Description of the task:
Write out all the entries word for word, but skip any images.

Raw records:
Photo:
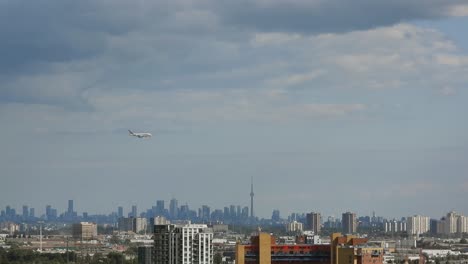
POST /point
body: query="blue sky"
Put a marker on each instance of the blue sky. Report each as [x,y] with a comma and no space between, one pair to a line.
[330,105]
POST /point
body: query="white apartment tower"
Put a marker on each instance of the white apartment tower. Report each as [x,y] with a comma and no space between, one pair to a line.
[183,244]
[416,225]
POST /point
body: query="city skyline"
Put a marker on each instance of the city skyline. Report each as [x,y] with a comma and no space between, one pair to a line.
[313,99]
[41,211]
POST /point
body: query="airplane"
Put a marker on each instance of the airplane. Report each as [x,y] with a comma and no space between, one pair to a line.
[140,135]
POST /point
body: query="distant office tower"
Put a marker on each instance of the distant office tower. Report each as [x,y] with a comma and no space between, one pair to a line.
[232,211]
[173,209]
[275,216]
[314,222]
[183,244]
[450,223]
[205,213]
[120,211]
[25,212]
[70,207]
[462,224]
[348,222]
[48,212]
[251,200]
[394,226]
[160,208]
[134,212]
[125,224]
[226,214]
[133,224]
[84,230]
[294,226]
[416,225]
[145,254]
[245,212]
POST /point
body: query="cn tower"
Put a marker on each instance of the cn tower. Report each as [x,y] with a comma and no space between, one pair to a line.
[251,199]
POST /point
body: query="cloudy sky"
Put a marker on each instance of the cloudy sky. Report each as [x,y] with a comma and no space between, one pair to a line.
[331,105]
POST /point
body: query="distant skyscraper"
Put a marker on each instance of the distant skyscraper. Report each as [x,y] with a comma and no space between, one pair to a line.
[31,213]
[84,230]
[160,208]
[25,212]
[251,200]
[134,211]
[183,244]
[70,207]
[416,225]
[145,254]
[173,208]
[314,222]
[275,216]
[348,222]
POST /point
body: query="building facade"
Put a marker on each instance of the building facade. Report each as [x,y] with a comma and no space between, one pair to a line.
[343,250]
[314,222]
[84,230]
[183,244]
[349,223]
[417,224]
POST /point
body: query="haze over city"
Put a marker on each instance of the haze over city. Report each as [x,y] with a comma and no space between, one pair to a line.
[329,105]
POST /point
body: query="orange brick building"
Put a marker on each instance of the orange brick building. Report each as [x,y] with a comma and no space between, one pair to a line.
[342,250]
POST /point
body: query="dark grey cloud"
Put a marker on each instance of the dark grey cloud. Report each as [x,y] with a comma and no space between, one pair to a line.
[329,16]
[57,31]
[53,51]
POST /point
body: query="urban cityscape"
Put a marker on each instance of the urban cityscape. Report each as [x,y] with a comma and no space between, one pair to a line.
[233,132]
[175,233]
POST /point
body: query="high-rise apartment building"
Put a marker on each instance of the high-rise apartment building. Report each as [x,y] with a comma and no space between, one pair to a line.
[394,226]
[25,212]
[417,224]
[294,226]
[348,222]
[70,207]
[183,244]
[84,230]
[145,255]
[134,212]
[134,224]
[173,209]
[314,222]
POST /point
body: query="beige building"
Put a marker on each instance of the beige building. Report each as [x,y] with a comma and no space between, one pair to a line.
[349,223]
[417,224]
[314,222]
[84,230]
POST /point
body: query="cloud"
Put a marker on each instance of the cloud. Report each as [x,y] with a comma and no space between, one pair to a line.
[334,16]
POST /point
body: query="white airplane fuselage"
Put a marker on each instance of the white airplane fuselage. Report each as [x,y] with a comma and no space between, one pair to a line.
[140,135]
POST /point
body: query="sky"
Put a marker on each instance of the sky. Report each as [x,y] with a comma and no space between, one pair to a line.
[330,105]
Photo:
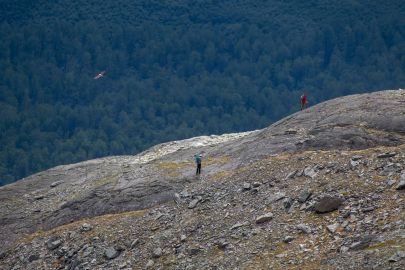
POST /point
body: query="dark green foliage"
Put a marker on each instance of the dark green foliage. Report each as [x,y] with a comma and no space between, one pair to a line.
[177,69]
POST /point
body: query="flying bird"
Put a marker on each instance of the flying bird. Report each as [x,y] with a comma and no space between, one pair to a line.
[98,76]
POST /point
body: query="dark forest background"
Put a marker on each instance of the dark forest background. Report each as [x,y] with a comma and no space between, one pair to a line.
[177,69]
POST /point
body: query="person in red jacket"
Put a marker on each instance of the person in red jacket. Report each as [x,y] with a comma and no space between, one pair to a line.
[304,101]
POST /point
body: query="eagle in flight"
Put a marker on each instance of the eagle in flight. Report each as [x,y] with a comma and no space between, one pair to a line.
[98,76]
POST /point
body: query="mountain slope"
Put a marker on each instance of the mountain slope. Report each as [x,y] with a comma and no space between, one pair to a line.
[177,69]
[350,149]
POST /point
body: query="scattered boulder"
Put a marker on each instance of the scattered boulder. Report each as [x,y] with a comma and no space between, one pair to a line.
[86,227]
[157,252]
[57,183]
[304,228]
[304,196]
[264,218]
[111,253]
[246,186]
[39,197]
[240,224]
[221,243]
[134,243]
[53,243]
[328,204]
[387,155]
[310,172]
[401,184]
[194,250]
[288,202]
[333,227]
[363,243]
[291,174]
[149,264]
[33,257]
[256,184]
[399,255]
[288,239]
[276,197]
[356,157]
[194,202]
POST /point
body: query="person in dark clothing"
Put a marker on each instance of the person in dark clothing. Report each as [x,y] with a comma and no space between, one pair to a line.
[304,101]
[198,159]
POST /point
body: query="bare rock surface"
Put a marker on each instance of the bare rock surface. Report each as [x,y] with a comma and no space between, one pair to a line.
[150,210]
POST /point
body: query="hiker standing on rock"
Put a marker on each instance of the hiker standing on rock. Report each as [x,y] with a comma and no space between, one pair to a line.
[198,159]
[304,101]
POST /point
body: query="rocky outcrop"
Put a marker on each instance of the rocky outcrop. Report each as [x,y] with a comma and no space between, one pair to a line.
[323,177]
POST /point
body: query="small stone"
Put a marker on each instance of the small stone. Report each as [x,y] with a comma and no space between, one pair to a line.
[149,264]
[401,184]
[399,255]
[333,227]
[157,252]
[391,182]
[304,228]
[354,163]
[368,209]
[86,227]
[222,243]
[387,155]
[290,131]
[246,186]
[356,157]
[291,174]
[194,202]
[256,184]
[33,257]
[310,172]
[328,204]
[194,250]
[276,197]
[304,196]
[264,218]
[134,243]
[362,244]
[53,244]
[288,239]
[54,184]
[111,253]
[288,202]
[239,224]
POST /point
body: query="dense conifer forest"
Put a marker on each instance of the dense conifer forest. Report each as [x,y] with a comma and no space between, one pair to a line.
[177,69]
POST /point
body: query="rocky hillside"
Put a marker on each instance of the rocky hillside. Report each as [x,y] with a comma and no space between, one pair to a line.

Answer for this exercise:
Photo:
POST /point
body: query="blue sky"
Put a marker on each instance of the blue sky. Report each as [x,y] with a comma and no space between, one pair to a line.
[330,105]
POST /point
body: query="white apartment tower"
Put a marker on each instance of the white apartment tower. Report each as [x,y] with a comma and no space between, one pair to a line.
[183,244]
[416,225]
POST /point
body: query="city skyline"
Put a marker on each instance of the city skyline. Report each as [x,y] with a comma and no space between, one pair to a line.
[313,99]
[41,211]
POST /point
body: query="airplane"
Put a marker on each instance of the airplane. Report each as [x,y] with a comma and no space between, one pair to a line.
[140,135]
POST /point
body: query="distant office tower"
Put a marker on each instance of the distant office tower. Report each as [x,y] with a comma and no space between, one pair to a line.
[232,211]
[173,209]
[275,216]
[314,222]
[183,244]
[450,223]
[205,213]
[120,211]
[25,212]
[70,207]
[462,224]
[348,222]
[48,212]
[251,200]
[394,226]
[160,208]
[134,212]
[125,224]
[226,214]
[133,224]
[84,230]
[294,226]
[416,225]
[145,254]
[245,212]
POST /point
body: query="cn tower"
Put a marker on each instance of the cn tower. Report each as [x,y] with a comma and no space between, one pair to a line.
[251,199]
POST /point
body: query="cloudy sky"
Put a marker on each instance of the cloudy sky. Report each as [x,y] with a comma and no space between, one pair to a line.
[331,105]
POST /point
body: query="distant skyscraper"
Put a marker on each instance of the distant skyscraper. Report each as [x,y] with a comma and no space between, one pair to a line.
[31,213]
[84,230]
[160,208]
[25,212]
[251,200]
[134,211]
[183,244]
[70,207]
[416,225]
[145,254]
[173,208]
[314,222]
[275,216]
[348,222]
POST /point
body: query="building facade"
Put a marker on each instance of the building facade. Report each as [x,y] with a comma and no space between, one pair to a line.
[343,250]
[314,222]
[84,230]
[183,244]
[349,223]
[417,224]
POST /point
body: query="haze over city"
Put a marker on each instance of the haze over city. Report each as [x,y] with a comma and no space between, one pair to a line.
[329,105]
POST /point
body: query="orange brick building"
Put a marker on each instance of the orange brick building. Report each as [x,y] with a comma and no space between, one pair to a line.
[342,250]
POST /point
body: query="dark grey cloud"
Put a marker on each instance of the dark grey cloud. Report each as [x,y] with a comma and no space between, one pair to a line.
[329,16]
[57,31]
[53,51]
POST /point
body: query="urban cityscape"
Put a marker on each instance of the urban cityscape. Report each as [x,y] with a comma and no space between, one pair to a line.
[233,132]
[175,233]
POST /point
body: query="high-rise apartment building"
Put a marker on each instance of the high-rise apartment building. Report each as [x,y] with a comma and no space between, one pair to a line.
[394,226]
[25,212]
[417,224]
[294,226]
[348,222]
[70,207]
[183,244]
[84,230]
[145,255]
[134,212]
[134,224]
[173,209]
[314,222]
POST /point
body: query="beige building"
Put a marker on each instance of the beige building. Report each as [x,y] with a comma and no space between, one pair to a line.
[349,223]
[417,224]
[314,222]
[84,230]
POST /point
body: query="cloud"
Put a marker on each instance of the cloud. Report each as [x,y] with a comma and no space between, one pair to a line.
[334,16]
POST /point
body: query="white airplane fuselage"
Put a marker on each instance of the white airplane fuselage. Report each as [x,y] with a comma and no space between, one pair to a line.
[140,135]
POST /point
body: query="sky"
Put a marker on each instance of the sky. Report each as [x,y] with a comma and no space between, one pair to a line.
[330,105]
Photo:
POST /point
body: query="dark green foliage"
Put a marker on each instance of the dark green foliage. Report each as [x,y] with a comma and no space between, one pair to a line.
[177,69]
POST /point
body: query="flying bird"
Put a marker on each instance of the flying bird. Report each as [x,y] with a comma and no space between, one pair to a line.
[98,76]
POST /point
body: query="dark forest background"
Put a marker on each instance of the dark forest background. Report each as [x,y] with a comma and no space between, one pair to a line.
[177,69]
POST /point
body: query="person in red jacket"
Put a marker on each instance of the person in red jacket. Report each as [x,y] with a comma and no space between, one pair to a line.
[304,101]
POST /point
body: query="eagle in flight"
Put a marker on each instance of the eagle in flight. Report each as [x,y] with a comma and no space between, one pair to a line.
[98,76]
POST /point
body: query="mountain slope"
Put a marker on each instance of the mountain slope. Report each as [x,y] with a comma and no space between, one pair to a line.
[177,69]
[350,149]
POST /point
body: query="scattered boulder"
Put a marker on each instance of the scattered boulder. Report each as [x,y] with a comma and no space between, one pair to a line.
[86,227]
[157,252]
[57,183]
[304,228]
[304,196]
[264,218]
[111,253]
[246,186]
[39,197]
[240,224]
[221,243]
[134,243]
[53,243]
[328,204]
[387,155]
[310,172]
[401,184]
[194,250]
[288,202]
[333,227]
[363,243]
[291,174]
[149,264]
[33,257]
[256,184]
[399,255]
[288,239]
[276,197]
[356,157]
[194,202]
POST /point
body: query="person in dark clothing"
Put a marker on each instance of the person in dark clothing. Report each as [x,y] with a comma and no space between, one pair to a line.
[304,101]
[198,159]
POST /point
body: query="bare rock surface"
Put a marker on each instance of the bare rock surface. Report each as [x,y] with a comma and no space between, one pair to a line.
[150,210]
POST /point
body: query="hiker standing on rock"
Put a marker on each instance of the hiker standing on rock. Report each as [x,y] with a comma and no space between, one pair to a line.
[198,159]
[304,101]
POST /point
body: query="rocky outcrop"
Put a marker on each instance of the rocky outcrop. Report each as [x,y] with a comma and no space between, one pair to a line.
[323,177]
POST /point
body: query="small stone"
Put a marker on each instance of the small stone. Report each as [x,y] with a comma and no space between, one pair to a line.
[149,264]
[401,184]
[399,255]
[333,227]
[157,252]
[391,182]
[304,228]
[354,163]
[368,209]
[86,227]
[222,243]
[387,155]
[290,131]
[246,186]
[356,157]
[291,174]
[194,202]
[256,184]
[33,257]
[310,172]
[328,204]
[194,250]
[276,197]
[304,196]
[264,218]
[134,243]
[362,244]
[53,244]
[288,239]
[54,184]
[111,253]
[288,202]
[239,224]
POST /point
body: query="dense conifer forest"
Put a marker on each instance of the dense conifer forest. Report each as [x,y] with a comma and no space between, one pair to a line.
[177,69]
POST /point
body: query="rocky hillside"
Put a marker on each instance of the rocky hillside. Report each as [x,y] with a comma and no space between, one pair to a line.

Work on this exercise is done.